┌─ Task input

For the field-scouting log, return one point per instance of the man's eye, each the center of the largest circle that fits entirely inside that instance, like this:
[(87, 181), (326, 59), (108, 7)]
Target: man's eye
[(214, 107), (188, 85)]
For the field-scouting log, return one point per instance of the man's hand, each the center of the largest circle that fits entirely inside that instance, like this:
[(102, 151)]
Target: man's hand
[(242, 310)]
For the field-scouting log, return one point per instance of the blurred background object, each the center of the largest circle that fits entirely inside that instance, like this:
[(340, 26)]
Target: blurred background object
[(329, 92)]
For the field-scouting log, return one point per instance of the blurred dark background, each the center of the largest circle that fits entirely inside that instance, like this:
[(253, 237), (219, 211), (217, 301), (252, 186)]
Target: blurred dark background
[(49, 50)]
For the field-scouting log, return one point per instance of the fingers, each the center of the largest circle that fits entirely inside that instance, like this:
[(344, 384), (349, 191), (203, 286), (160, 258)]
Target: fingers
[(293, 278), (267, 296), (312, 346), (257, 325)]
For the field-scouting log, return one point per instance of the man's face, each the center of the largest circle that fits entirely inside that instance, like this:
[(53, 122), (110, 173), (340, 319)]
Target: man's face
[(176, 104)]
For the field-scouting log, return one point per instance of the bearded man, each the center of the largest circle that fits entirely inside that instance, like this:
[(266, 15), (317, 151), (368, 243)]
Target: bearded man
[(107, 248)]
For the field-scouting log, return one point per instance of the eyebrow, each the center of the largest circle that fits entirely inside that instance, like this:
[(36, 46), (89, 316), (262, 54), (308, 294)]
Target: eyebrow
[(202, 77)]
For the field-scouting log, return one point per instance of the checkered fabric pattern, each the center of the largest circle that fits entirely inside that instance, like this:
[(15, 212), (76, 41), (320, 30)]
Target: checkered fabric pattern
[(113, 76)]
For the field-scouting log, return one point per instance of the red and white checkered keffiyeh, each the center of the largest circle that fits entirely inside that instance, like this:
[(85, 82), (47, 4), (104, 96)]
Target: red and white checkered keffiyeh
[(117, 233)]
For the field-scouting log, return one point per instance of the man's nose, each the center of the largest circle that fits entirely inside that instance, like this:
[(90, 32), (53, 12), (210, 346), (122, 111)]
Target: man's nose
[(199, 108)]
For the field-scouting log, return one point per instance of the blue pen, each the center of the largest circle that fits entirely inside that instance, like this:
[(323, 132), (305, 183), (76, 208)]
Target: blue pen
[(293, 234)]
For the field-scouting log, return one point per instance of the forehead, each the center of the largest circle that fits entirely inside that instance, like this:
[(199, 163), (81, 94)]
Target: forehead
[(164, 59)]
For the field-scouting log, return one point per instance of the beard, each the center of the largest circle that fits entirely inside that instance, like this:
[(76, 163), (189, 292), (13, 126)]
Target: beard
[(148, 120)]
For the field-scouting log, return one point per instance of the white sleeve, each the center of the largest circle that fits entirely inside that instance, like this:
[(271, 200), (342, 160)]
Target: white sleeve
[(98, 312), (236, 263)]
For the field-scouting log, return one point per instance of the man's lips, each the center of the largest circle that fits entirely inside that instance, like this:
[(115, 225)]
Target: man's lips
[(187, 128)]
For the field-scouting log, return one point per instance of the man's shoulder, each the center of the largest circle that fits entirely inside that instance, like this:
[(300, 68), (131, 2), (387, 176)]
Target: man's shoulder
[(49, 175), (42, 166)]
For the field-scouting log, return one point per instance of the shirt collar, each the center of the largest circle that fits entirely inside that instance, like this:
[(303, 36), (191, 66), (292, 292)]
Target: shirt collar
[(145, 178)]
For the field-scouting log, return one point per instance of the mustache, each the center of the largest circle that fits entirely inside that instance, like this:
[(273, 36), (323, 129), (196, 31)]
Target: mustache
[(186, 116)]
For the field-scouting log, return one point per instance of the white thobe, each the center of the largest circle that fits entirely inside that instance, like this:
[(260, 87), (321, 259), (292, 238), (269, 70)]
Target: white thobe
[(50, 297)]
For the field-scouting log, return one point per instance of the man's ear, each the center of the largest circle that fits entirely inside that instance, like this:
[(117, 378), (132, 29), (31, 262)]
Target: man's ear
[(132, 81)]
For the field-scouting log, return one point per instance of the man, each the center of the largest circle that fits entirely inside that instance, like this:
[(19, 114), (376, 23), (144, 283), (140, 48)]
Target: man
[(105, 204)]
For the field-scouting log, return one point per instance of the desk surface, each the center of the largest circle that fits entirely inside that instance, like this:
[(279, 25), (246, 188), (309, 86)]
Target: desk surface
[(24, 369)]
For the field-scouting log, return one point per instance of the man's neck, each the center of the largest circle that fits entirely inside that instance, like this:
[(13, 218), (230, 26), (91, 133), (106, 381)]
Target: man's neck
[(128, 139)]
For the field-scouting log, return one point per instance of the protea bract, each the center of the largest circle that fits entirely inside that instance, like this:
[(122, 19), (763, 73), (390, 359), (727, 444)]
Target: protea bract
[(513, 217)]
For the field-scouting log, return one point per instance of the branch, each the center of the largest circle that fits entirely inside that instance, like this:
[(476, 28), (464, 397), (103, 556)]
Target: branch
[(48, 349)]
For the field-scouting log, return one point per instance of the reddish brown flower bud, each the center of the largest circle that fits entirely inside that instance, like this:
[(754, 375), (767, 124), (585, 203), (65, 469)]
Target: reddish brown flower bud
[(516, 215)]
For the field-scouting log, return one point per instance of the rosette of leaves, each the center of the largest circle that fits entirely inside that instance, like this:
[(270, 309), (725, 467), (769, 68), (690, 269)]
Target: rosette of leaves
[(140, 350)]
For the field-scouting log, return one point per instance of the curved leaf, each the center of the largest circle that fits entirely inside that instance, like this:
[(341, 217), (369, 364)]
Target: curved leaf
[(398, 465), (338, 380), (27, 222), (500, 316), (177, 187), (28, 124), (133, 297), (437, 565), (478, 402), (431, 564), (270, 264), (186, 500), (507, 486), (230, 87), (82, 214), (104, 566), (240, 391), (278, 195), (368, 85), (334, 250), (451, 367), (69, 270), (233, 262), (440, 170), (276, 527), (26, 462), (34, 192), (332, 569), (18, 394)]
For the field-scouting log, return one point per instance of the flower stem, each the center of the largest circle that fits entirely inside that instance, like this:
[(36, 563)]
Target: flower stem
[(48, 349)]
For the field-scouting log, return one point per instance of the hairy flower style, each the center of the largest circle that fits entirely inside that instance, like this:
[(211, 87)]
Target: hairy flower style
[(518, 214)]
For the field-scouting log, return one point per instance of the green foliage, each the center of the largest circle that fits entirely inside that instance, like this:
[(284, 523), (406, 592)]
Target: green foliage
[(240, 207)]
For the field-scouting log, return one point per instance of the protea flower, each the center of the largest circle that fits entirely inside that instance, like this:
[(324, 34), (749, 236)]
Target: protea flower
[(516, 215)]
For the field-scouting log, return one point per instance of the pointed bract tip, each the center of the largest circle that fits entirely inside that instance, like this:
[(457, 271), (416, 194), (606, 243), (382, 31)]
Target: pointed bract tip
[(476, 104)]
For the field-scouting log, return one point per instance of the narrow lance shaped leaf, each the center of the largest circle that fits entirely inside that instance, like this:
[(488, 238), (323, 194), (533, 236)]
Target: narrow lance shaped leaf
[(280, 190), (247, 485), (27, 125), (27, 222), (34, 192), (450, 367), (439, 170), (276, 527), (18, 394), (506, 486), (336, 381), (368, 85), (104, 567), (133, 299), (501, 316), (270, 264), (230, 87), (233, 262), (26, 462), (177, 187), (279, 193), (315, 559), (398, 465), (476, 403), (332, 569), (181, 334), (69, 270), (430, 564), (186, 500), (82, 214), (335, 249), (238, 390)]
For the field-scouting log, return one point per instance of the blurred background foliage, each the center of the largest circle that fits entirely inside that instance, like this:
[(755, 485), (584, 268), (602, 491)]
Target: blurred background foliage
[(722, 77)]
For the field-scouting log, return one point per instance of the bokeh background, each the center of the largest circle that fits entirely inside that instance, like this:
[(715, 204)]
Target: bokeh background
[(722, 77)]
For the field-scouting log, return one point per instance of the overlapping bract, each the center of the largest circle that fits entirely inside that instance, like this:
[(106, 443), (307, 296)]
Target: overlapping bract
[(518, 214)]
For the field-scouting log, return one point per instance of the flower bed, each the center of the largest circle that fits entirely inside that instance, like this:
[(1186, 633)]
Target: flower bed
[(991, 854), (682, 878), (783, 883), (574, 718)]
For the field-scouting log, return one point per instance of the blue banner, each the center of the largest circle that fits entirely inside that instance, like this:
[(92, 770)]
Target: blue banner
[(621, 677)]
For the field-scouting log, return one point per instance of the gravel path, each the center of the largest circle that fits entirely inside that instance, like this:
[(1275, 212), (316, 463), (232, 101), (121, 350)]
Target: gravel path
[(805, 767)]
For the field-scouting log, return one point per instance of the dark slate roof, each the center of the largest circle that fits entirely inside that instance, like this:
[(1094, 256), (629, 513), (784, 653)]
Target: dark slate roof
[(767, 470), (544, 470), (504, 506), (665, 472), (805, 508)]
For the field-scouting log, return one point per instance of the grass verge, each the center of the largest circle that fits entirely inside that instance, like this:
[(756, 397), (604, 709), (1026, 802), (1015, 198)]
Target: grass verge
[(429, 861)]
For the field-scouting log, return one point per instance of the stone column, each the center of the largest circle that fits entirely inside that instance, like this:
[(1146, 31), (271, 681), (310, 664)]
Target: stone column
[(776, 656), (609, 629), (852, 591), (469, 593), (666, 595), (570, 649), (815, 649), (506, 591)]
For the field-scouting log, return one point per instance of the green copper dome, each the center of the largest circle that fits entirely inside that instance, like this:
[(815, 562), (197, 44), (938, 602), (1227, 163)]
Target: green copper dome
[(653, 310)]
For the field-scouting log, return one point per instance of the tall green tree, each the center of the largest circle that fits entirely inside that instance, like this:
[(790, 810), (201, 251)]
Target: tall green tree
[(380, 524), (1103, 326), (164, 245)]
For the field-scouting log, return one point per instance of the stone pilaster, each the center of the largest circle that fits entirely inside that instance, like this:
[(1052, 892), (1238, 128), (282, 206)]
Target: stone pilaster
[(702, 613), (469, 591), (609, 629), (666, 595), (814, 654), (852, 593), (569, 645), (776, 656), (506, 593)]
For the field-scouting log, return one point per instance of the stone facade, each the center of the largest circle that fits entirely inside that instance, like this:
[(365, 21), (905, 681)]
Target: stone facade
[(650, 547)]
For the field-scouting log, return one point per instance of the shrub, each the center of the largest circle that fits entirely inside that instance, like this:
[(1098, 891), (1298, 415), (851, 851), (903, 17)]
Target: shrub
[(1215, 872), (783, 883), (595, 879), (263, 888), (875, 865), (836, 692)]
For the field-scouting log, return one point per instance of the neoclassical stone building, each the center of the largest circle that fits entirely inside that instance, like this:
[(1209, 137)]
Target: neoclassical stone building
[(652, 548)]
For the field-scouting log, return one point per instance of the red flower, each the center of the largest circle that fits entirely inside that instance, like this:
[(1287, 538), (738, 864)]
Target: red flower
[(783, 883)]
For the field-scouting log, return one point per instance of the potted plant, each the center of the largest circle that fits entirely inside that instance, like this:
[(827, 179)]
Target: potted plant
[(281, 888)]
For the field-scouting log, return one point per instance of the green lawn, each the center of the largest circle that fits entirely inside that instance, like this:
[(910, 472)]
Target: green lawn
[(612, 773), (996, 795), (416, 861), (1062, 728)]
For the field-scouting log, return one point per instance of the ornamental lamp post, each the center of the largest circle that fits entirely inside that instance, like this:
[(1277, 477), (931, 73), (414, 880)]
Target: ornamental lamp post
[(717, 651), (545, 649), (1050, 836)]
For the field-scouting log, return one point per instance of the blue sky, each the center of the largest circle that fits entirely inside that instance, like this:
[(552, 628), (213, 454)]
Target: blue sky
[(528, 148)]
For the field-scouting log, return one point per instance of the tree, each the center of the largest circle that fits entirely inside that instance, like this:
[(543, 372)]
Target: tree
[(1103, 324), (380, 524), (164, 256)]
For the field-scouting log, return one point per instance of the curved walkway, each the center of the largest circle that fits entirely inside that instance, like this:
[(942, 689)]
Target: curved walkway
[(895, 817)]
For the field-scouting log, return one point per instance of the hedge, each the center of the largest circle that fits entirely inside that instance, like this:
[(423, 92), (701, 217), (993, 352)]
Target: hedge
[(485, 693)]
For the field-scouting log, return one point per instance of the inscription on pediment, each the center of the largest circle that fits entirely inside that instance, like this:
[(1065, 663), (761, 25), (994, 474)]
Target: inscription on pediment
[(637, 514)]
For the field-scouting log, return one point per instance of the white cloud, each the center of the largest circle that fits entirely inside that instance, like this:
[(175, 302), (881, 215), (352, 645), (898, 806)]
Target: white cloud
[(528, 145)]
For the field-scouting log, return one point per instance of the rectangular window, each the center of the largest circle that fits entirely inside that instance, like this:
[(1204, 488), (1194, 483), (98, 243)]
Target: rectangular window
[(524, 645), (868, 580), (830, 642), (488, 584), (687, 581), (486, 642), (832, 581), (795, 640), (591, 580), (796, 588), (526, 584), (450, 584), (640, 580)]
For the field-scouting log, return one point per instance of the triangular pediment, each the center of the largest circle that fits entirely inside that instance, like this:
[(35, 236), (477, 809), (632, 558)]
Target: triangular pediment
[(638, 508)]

└─

### Work instructions
With the line holding "of the tall" as the first and the line holding "stone pilaster, each" as the last, please transcribe exactly the lines of the material above in that range and nothing else.

### Exercise answer
For the field-scouting log, return one point per instance of the tall green tree, each the center of the largest circle that fits entirely inside that instance, like this:
[(790, 810), (201, 251)]
Target: tall green tree
[(380, 524), (1103, 326), (164, 245)]
For the field-scouting log, return one point per instance of the stone pilaster, each the center of the largest circle that fits entirely inside that instance, like this:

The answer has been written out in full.